When a line below contains the string "jeans", show that line.

Records supplied below:

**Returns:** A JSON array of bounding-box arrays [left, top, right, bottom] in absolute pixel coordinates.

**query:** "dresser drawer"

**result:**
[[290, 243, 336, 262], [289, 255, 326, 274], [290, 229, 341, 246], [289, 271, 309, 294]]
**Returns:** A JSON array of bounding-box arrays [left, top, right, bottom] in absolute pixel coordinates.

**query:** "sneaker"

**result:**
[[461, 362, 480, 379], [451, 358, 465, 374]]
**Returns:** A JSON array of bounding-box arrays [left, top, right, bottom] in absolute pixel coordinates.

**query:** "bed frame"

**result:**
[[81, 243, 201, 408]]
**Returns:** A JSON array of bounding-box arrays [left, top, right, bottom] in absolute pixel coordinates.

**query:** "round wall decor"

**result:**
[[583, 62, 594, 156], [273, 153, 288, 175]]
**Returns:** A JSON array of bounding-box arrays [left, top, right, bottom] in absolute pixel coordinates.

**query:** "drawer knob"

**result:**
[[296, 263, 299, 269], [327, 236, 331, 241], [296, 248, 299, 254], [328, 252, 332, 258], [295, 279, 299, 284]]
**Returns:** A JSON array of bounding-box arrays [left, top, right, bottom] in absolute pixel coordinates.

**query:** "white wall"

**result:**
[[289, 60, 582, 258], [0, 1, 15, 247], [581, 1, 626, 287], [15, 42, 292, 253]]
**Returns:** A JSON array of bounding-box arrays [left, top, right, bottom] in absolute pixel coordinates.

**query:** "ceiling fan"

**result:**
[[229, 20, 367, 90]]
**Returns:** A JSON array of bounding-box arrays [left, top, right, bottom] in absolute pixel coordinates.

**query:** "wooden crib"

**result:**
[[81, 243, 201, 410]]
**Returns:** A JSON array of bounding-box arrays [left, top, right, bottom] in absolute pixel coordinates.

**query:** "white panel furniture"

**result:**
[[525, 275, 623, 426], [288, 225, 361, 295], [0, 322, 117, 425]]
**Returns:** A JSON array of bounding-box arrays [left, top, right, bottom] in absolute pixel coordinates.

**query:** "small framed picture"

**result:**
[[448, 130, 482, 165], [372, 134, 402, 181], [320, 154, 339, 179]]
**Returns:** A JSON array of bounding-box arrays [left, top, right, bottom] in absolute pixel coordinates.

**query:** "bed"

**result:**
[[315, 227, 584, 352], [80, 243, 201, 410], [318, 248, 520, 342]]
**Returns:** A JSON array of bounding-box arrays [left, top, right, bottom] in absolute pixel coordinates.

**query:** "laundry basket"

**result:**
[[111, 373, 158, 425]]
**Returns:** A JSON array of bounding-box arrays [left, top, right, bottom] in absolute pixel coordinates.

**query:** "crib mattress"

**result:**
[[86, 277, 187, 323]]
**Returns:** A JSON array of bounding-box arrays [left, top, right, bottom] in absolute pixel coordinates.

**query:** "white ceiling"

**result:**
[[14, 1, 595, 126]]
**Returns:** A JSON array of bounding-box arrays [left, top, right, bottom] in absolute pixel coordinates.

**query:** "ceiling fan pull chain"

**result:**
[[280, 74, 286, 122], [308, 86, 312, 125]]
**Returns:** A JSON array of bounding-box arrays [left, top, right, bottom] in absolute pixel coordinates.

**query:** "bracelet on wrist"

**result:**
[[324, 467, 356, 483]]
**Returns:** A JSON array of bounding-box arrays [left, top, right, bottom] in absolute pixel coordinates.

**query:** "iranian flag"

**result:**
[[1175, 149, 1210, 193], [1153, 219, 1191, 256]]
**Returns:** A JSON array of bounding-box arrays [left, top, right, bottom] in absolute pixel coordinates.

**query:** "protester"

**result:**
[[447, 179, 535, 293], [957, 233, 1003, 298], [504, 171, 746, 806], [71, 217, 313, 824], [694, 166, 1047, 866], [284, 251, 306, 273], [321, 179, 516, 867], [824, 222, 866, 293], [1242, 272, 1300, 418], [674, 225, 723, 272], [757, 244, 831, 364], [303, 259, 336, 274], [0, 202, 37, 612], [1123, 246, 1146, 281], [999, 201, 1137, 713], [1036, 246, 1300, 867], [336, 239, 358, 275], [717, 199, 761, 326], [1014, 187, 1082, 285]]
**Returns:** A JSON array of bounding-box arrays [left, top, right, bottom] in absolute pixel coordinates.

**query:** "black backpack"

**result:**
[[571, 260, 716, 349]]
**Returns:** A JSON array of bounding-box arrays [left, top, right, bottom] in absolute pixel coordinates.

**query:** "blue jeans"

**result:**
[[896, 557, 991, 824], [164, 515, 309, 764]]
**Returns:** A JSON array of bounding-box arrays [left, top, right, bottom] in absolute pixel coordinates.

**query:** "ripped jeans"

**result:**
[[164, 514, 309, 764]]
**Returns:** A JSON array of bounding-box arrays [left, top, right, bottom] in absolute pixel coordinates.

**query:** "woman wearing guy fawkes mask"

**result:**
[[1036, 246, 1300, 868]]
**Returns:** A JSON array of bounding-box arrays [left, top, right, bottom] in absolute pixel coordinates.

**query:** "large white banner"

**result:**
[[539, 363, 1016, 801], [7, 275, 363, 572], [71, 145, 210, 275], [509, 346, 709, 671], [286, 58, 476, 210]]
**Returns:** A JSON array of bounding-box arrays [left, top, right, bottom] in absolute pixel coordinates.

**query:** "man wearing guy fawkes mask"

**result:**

End of Records supplied.

Task response
**query:** "blue jeans"
**query:** "ripped jeans"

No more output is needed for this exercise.